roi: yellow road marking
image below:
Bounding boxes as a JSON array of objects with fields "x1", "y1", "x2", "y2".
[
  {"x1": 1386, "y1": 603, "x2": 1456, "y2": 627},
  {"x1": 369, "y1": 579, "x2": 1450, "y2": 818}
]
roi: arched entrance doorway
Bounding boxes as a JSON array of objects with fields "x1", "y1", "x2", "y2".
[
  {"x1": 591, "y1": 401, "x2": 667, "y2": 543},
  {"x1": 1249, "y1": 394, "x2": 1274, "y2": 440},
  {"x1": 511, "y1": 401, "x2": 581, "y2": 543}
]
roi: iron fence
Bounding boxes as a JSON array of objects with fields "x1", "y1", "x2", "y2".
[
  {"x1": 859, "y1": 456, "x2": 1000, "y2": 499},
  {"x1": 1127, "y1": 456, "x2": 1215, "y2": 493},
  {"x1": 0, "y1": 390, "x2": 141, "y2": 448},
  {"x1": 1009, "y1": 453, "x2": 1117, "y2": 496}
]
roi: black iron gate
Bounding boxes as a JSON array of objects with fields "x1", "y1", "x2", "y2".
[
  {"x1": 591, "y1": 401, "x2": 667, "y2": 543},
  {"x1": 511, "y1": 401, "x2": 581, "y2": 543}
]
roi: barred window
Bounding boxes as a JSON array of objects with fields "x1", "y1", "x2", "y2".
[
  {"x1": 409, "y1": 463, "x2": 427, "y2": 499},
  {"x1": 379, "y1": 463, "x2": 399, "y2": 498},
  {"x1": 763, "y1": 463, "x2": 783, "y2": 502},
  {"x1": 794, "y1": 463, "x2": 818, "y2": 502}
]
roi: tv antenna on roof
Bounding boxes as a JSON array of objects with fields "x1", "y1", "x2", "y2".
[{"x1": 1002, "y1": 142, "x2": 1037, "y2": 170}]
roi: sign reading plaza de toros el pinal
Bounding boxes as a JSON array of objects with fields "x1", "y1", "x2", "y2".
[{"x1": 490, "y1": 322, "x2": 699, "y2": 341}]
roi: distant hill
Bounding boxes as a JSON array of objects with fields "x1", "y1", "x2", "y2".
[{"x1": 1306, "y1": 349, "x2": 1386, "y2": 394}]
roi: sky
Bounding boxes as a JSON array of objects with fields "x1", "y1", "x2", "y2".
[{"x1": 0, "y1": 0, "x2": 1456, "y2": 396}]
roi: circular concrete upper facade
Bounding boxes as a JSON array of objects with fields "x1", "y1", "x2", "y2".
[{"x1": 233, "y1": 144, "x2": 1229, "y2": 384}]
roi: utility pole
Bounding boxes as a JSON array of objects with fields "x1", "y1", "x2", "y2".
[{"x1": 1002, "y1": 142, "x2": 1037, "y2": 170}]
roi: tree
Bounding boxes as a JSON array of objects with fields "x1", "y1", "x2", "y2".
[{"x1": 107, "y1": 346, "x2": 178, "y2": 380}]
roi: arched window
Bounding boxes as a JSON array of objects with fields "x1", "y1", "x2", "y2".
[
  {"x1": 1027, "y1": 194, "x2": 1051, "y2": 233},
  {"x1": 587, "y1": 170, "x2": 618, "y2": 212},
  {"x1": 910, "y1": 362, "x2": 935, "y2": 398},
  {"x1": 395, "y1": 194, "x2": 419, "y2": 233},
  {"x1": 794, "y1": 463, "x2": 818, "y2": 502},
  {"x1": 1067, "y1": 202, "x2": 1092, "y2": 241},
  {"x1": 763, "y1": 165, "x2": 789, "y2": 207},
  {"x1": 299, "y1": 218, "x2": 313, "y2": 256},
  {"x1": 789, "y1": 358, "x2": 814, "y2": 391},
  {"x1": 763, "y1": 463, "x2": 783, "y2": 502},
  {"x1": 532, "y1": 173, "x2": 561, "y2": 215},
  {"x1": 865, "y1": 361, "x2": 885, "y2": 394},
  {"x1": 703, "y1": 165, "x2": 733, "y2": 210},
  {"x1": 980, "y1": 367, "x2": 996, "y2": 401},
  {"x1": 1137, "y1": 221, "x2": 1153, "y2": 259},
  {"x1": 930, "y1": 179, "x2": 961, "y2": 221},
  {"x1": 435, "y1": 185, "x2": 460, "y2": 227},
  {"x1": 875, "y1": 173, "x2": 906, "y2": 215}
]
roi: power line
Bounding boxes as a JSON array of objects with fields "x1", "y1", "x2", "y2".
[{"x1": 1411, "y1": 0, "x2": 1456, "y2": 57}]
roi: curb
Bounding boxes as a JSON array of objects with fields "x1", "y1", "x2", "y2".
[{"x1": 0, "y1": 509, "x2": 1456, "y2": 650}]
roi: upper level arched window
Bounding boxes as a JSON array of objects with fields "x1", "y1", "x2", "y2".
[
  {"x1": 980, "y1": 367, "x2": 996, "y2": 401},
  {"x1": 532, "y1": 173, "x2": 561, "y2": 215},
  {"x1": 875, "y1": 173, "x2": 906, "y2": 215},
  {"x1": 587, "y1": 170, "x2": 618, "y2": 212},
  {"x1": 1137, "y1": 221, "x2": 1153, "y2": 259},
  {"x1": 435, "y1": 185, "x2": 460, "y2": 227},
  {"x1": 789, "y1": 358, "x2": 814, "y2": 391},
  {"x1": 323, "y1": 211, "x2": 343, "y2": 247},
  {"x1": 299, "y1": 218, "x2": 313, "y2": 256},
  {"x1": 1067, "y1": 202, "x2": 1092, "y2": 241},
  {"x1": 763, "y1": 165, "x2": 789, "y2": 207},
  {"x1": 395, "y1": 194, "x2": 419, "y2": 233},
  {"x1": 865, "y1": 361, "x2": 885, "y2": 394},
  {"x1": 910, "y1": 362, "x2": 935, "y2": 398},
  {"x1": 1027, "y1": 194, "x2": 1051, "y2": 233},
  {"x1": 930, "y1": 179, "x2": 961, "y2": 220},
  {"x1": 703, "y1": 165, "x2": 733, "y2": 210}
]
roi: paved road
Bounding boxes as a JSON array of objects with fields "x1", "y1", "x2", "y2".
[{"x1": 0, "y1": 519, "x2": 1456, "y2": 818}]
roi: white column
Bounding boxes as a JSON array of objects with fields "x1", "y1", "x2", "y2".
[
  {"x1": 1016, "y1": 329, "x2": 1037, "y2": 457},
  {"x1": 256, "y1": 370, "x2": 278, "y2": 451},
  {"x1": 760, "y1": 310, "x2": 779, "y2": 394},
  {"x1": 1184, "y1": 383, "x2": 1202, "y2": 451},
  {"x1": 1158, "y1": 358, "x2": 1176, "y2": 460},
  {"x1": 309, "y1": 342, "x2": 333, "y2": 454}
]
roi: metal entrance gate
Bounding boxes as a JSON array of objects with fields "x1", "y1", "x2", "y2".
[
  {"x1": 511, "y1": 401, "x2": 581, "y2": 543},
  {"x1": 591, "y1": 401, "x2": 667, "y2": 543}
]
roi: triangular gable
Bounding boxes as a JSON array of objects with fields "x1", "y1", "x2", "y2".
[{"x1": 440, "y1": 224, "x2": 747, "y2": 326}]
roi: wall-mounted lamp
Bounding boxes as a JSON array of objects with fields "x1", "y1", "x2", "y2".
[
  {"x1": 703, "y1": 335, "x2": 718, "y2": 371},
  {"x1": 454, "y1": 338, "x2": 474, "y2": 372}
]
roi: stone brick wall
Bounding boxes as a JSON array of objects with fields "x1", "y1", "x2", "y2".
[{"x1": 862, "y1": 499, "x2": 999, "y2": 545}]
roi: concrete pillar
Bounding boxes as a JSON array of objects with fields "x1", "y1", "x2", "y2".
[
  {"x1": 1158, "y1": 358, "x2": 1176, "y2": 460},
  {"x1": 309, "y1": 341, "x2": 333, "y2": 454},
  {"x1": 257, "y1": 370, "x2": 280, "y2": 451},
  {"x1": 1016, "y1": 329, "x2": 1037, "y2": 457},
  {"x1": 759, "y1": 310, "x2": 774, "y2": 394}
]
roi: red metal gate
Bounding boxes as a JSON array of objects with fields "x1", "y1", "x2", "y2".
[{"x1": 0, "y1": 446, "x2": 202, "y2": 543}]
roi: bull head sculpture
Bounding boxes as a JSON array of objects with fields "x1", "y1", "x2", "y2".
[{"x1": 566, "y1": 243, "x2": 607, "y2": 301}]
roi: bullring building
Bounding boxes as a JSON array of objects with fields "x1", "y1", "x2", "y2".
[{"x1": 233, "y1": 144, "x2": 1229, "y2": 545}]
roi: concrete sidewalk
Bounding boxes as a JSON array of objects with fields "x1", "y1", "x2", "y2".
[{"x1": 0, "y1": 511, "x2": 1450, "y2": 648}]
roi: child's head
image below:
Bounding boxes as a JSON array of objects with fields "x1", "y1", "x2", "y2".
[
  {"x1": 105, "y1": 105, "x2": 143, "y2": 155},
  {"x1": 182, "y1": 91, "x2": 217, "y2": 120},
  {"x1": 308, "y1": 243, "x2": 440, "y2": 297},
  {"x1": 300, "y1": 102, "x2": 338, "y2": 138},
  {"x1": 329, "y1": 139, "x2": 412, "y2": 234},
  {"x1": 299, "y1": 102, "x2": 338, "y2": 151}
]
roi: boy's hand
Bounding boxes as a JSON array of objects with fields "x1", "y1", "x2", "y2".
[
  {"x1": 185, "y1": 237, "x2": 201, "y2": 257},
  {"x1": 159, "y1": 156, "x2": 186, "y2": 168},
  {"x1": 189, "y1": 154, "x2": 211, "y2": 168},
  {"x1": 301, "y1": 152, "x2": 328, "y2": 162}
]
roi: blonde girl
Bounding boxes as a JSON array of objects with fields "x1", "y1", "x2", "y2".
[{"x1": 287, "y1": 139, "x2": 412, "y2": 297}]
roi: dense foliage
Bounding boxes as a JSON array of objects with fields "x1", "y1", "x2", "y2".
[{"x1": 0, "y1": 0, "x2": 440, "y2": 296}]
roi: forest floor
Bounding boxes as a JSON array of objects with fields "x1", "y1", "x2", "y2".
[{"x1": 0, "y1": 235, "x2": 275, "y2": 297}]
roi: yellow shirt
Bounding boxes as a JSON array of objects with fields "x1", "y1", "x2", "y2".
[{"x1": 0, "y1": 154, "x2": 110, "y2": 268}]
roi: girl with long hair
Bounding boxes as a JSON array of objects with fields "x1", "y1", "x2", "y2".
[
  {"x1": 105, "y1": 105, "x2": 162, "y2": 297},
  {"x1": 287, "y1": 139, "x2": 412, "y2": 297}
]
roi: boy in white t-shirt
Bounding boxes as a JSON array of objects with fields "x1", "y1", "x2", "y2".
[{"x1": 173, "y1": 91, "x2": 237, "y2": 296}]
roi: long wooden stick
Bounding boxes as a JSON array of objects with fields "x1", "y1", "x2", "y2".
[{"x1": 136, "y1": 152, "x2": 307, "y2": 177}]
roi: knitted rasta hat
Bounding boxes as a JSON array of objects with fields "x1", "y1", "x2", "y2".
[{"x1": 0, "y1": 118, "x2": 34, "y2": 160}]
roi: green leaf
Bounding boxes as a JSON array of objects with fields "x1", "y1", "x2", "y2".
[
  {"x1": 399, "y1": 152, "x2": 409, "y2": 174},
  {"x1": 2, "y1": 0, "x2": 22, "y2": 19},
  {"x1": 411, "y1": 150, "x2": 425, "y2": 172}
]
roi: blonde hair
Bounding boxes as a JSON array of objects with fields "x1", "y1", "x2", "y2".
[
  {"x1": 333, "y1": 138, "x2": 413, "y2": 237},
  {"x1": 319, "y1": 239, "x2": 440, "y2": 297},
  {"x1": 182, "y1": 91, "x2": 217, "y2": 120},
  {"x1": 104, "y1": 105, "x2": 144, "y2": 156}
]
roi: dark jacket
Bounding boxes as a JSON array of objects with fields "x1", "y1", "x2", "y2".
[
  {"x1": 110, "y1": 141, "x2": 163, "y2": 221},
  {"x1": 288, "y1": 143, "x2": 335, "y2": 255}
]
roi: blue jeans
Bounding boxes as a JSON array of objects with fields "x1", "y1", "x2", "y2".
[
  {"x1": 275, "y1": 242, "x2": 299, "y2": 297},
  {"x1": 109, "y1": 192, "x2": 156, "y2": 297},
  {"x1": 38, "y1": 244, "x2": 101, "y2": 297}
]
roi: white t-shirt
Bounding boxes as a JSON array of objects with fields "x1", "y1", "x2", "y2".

^^^^

Return every line from the one holding "roi: dark jacket" through the end of the data, exactly as it appears, with both ends kept and nothing else.

● **Task solution**:
roi: dark jacket
Bounding boxes as a JSON array of objects with fields "x1", "y1", "x2", "y2".
[
  {"x1": 110, "y1": 141, "x2": 163, "y2": 221},
  {"x1": 288, "y1": 143, "x2": 335, "y2": 255}
]
roi: blue jeans
Bounding boxes as a JSON array of objects with fields "x1", "y1", "x2", "y2".
[
  {"x1": 275, "y1": 242, "x2": 299, "y2": 297},
  {"x1": 109, "y1": 192, "x2": 156, "y2": 297},
  {"x1": 38, "y1": 244, "x2": 101, "y2": 297}
]
roi: white t-shirt
Bounding boxes as a JSON array of objects with fields "x1", "y1", "x2", "y2".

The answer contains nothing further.